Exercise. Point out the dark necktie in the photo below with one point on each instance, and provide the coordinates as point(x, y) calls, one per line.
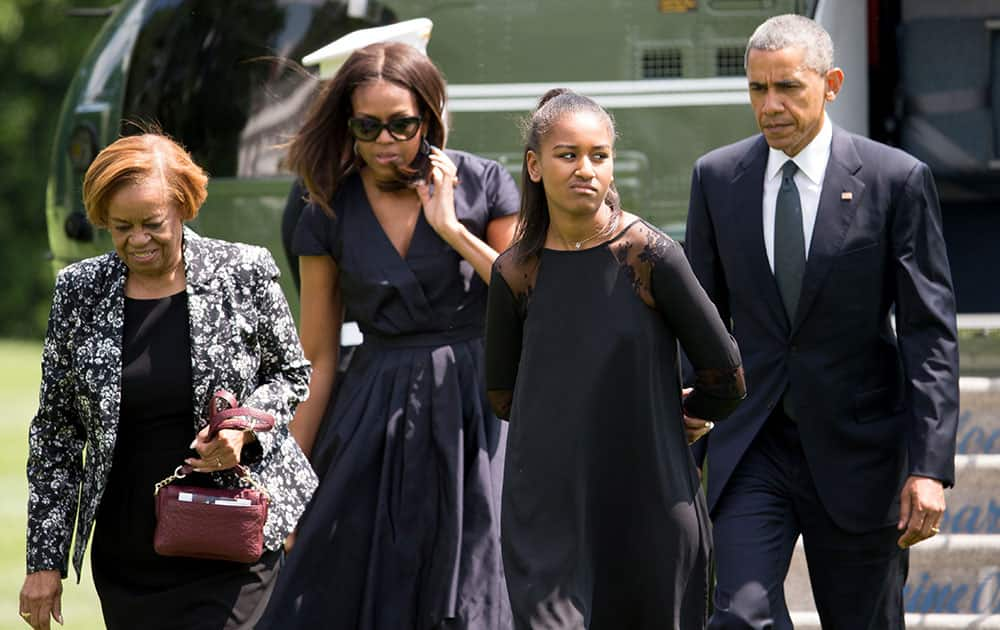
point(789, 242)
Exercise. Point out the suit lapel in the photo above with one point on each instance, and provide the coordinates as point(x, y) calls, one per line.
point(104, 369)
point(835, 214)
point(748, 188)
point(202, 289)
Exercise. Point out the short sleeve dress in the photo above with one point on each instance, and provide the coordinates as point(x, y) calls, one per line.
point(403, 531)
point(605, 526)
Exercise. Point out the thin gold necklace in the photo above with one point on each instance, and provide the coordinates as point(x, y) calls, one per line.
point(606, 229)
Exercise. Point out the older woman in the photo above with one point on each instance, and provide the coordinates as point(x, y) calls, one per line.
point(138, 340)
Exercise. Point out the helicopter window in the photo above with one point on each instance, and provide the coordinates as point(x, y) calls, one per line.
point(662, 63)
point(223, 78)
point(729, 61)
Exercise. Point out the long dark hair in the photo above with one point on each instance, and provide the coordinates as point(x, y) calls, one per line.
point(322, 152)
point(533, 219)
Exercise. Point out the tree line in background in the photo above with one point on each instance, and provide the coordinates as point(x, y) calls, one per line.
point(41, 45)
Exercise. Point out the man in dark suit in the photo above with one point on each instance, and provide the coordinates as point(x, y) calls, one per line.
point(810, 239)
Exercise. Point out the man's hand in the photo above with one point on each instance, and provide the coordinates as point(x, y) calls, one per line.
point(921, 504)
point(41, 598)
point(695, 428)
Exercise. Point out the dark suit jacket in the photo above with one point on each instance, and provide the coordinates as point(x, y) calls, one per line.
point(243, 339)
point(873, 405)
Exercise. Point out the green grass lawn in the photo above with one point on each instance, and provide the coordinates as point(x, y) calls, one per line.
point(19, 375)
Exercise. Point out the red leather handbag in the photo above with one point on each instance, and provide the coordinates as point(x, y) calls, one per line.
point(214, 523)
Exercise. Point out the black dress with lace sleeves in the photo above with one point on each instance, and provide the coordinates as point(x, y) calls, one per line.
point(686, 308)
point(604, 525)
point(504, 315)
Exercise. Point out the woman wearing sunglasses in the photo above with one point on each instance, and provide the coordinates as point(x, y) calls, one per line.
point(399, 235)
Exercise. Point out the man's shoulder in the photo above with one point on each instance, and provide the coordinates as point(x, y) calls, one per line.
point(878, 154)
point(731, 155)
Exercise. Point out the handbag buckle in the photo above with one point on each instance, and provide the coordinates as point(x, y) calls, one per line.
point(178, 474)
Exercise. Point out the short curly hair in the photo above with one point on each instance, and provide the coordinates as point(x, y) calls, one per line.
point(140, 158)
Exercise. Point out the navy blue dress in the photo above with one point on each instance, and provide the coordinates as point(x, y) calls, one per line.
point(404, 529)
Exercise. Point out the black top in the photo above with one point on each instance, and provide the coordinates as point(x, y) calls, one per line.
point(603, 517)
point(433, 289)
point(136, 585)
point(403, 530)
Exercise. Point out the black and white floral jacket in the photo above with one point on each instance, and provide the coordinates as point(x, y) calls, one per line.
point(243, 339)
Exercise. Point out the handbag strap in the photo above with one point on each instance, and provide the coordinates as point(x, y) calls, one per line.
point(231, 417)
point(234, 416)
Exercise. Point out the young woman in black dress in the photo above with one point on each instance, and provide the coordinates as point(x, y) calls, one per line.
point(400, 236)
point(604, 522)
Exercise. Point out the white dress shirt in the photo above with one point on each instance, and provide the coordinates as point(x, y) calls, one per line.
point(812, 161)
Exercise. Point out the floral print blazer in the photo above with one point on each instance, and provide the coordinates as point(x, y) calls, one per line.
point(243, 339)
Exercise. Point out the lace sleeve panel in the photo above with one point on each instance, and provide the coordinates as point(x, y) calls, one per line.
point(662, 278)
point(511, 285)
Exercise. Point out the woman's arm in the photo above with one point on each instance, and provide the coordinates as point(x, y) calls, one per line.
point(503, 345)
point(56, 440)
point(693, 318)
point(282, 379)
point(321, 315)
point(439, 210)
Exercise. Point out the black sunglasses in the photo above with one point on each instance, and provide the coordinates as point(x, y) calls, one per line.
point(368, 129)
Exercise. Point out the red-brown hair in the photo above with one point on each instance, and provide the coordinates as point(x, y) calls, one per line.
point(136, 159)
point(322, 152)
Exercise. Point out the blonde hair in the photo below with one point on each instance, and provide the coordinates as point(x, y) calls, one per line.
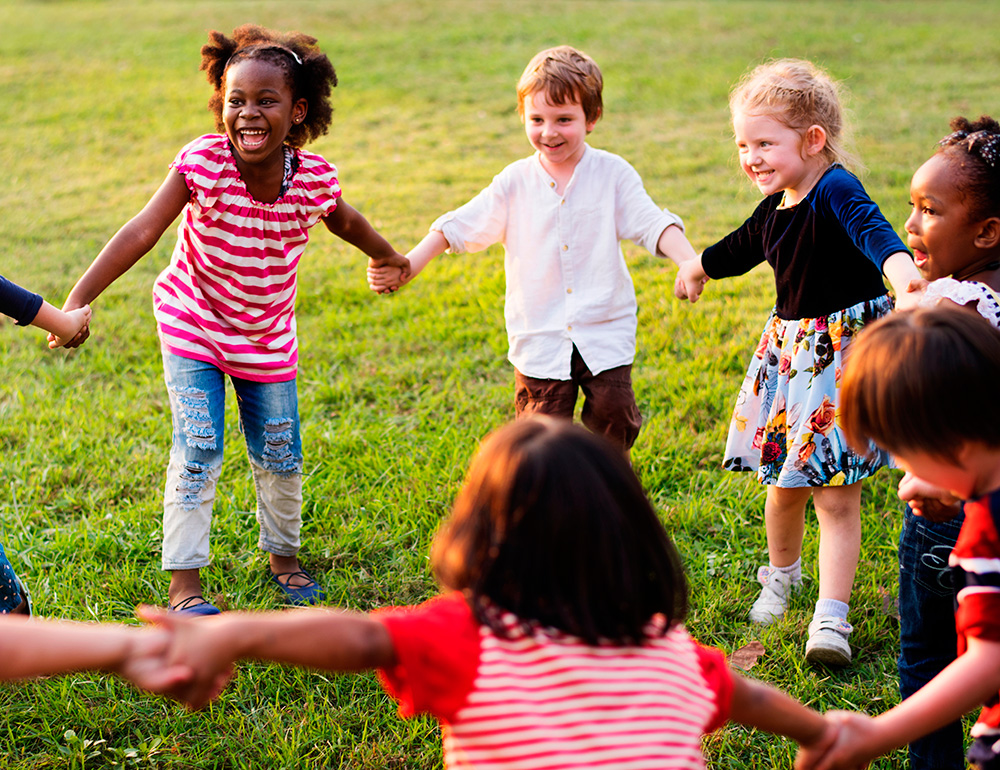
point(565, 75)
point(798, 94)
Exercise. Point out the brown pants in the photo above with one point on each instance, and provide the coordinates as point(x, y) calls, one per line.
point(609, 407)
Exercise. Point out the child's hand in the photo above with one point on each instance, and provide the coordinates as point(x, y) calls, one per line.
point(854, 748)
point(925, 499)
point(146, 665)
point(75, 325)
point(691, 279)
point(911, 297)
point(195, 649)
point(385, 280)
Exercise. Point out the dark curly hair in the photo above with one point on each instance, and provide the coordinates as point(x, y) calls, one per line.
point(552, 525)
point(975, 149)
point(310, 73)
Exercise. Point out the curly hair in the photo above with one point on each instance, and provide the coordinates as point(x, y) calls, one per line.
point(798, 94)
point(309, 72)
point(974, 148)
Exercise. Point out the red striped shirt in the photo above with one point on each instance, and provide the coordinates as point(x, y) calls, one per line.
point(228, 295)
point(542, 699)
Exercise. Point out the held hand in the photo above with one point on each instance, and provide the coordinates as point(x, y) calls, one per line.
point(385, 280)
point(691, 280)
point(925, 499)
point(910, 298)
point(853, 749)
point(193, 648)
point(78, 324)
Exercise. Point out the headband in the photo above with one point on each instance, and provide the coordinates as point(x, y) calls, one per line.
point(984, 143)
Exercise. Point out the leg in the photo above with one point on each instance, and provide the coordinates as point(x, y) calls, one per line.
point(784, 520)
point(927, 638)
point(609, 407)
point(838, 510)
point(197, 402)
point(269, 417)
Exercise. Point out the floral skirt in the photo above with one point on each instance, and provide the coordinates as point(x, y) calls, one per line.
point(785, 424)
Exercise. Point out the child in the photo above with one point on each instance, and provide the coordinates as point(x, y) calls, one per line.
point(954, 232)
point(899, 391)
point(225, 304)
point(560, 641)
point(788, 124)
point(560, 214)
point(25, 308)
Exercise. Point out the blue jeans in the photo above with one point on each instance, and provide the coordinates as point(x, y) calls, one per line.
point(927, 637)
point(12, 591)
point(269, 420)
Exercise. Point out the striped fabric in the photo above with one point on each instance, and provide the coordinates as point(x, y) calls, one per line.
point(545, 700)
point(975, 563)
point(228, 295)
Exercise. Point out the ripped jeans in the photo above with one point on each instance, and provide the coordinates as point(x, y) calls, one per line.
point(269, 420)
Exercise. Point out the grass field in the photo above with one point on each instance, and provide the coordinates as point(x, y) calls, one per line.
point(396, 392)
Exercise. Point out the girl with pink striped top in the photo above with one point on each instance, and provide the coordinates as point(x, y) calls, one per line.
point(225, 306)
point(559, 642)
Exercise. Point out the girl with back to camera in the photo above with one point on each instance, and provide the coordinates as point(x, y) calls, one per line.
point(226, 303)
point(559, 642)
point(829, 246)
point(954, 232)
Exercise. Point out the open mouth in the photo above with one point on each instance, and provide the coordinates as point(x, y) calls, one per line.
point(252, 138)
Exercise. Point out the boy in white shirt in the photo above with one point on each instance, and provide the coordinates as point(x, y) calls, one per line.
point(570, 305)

> _Exercise requirements_: Instructions for the listing above: set down every entry exactly and drop any image.

> _Output of the task_:
Exercise. Point out the dark necktie in the photo below with one point on each instance, and provide the coordinates as point(x, y) calls, one per line.
point(789, 242)
Exercise. Point out the suit lapel in the photo above with one point on each instance, and provide the coordinates as point(x, y) calls, one per line.
point(104, 369)
point(835, 214)
point(748, 188)
point(202, 289)
Exercise. Point out the short sleeve dress in the photo above with one point on each instance, and provide the coordinates as point(x, y) calls, one per line.
point(403, 531)
point(605, 526)
Exercise. Point out the thin gold necklace in the photo above with one point on each instance, and provide the coordinates as point(x, y) calls, one per line.
point(606, 229)
Exercise. Point out the older woman in the photo above with one point on each instance, and provide the coordinates as point(x, y) calls, one per line.
point(138, 340)
Exercise. Point out the helicopter window in the photo above with one point on each instance, and provide the coordinates as point(x, y) calls, one per line.
point(662, 63)
point(223, 78)
point(729, 61)
Exercise. Point out the long dark hair in the photo above with one point on each instance, and provide the coordinates as point(x, y) calls, one per line.
point(322, 152)
point(533, 219)
Exercise. Point out the tree line in background in the photo above with one point on each instance, and provide the coordinates as point(x, y) calls, one per line.
point(41, 45)
Exercise. Point out the man in dark suit in the photo above with one point on each instance, and provide the coordinates as point(x, y) calls, one per line.
point(810, 239)
Exercise. Point out the man's hand in the photo above with one point on each instance, and provide the coordinates as point(x, y) calls, one per line.
point(921, 504)
point(41, 598)
point(695, 428)
Exercise. Point out the dark suit jacket in the photo above with one point on each instance, and provide the coordinates as point(x, y) calls, one per line.
point(243, 339)
point(873, 405)
Exercise. Point out the green grass lawn in the photo above with one point on each instance, and provide the coordinates as point(x, y) calls, one per line.
point(19, 375)
Exercise. Point out the red leather handbag in the photo above with one point on each instance, and provide the coordinates as point(x, y) calls, one per line.
point(214, 523)
Exercise. Point out the black dress with lace sleeves in the photo above with one point on each instance, and provide the coordinates as point(x, y) calls, one per line.
point(686, 308)
point(604, 525)
point(504, 315)
Exercise. Point out the woman wearing sunglasses in the photo above with one point on each instance, and provide the coordinates as point(x, y) calls, one per line.
point(399, 235)
Exercise. Point out the man's shoulder in the photo above with one point on each instance, and provide the coordinates as point(x, y) calls, one per line.
point(878, 154)
point(731, 155)
Exercise. Point out the handbag buckle in the photo above with one point on each instance, and provide the coordinates as point(x, y) calls, one per line.
point(178, 474)
Exercise. Point out the short curly hair in the photo above with one point on each instance, and provide the coordinates as point(x, y) calls, one per line.
point(140, 158)
Exercise. Point out the navy blue dress in the photo above with one point on each instance, and provide the coordinates as point(x, y) calls, one per line.
point(404, 529)
Exercise. Point out the black top in the photo above with one point on each instance, and provide the coordinates as point(x, y) calls, one per line.
point(603, 517)
point(433, 289)
point(136, 585)
point(403, 530)
Exercise. Point out the black and white floral jacket in the photo above with one point on each instance, and provide the coordinates as point(x, y) calls, one per line.
point(243, 339)
Exercise. Point out the handbag strap in the photo above with one point on each instance, and provide the coordinates as point(x, y) calls, one per line.
point(231, 417)
point(234, 416)
Exercise. Point out the young woman in black dress in the photo above with one point on each instance, and provide the coordinates as point(x, y) calls, one per line.
point(400, 236)
point(604, 522)
Exercise. Point out the white dress shirt in the photo above with one point on each instance, and provide the coordinates as point(x, y) calls, one per line.
point(812, 161)
Exercise. Point out the floral print blazer in the photo above with one point on each instance, and provide the coordinates as point(x, y) calls, one per line.
point(243, 339)
Exercise. Point out the lace sleeve panel in the photo above with one point on each instance, and provide the coordinates as point(x, y) calls, one per line.
point(662, 278)
point(511, 285)
Exercise. Point out the woman's arm in the photo above with one point on each instance, and provide the coordinates as point(x, y) calls, one per line.
point(503, 345)
point(56, 440)
point(693, 318)
point(282, 379)
point(321, 315)
point(439, 210)
Exercise. Point out the black sunglasses in the photo above with one point on each instance, and provide the coordinates as point(x, y) calls, one per line.
point(368, 129)
Exercise. Point out the red-brown hair in the photo above with one point on each instance, and provide the coordinates as point(x, y) calls, one per line.
point(136, 159)
point(322, 152)
Exercise. Point out the blonde hair in the photo below with one point on each instance, and provide the coordinates as point(x, y) calls, one per line.
point(565, 75)
point(798, 94)
Exercise. Point out the brown pants in the photo above with one point on each instance, and provide the coordinates as point(x, y) calls, one per line.
point(609, 407)
Exercise. Point out the child's hand in the photo above with one point on each instance, and provide the coordinates as point(x, y) calls, one per line.
point(854, 748)
point(925, 499)
point(146, 665)
point(75, 325)
point(691, 279)
point(911, 297)
point(195, 649)
point(385, 280)
Exercise. Point out the dark curly hair in the photo above with one point on each instance, and provide the coordinates as point(x, y) calls, one per line.
point(552, 525)
point(975, 149)
point(310, 73)
Exercise. Point out the curly hair in the photo above with one point on each instance, and provide the coordinates as point(x, y) calls, one per line.
point(798, 94)
point(309, 72)
point(974, 148)
Exercise. Point out the red striped shirt in the photo above with one point on each instance, and provide the coordinates as point(x, y) calls, one per line.
point(228, 295)
point(542, 699)
Exercise. Point out the held hand in the photo above with one point on each instance, and provide the coordinates as point(x, y) calls, one per line.
point(385, 280)
point(691, 280)
point(925, 499)
point(910, 298)
point(853, 749)
point(193, 648)
point(78, 324)
Exercise. Point out the headband in the photo above with one point on each instance, and provide the coordinates as point(x, y) calls, one per line.
point(984, 143)
Exercise. Point out the leg in the photo above with one point on each instance, and provide the coordinates as point(x, y) calls, one per line.
point(784, 520)
point(927, 638)
point(609, 407)
point(838, 510)
point(197, 402)
point(269, 417)
Exercise. Point out the floral skirt in the photo above with one point on each instance, and provide the coordinates as point(x, y) calls, one per line.
point(785, 424)
Exercise. Point out the child in the photo above with one point on each instance, and provide the coordinates as point(x, y) calls, one per line.
point(954, 232)
point(899, 391)
point(225, 304)
point(560, 641)
point(788, 124)
point(560, 214)
point(25, 308)
Exercise. Point out the blue jeans in the photo above with one point on each instance, and provide the coordinates as point(x, y) calls, one per line.
point(927, 637)
point(12, 591)
point(269, 420)
Exercise. Point out the striped fabric in the photo above with one point on each instance, and provide the coordinates as point(x, y) calls, one per line.
point(545, 700)
point(975, 563)
point(228, 295)
Exercise. Point out the ripped jeans in the photo above with one point on each instance, and provide the coordinates as point(x, y) calls, one per line.
point(269, 420)
Exercise. Point out the grass field in the photo above with one point on each instance, and provide the coordinates as point(x, y) calls, one per line.
point(396, 392)
Exercise. Point out the girl with pink striped top in the photo above with one point on each instance, and provide the coordinates as point(x, y) calls, one per line.
point(225, 306)
point(559, 642)
Exercise. Point out the girl with back to camera in the photo above with one point on each instance, and provide the coordinates as point(x, y) calls, one per line.
point(226, 303)
point(559, 642)
point(829, 246)
point(954, 232)
Exercise. Point out the open mouth in the photo above with one point on each instance, and provide the coordinates as point(x, y) calls, one per line.
point(252, 138)
Exercise. Point out the boy in white shirt in the photo above with one point on each instance, and provide the coordinates as point(x, y) calls, one per line.
point(570, 305)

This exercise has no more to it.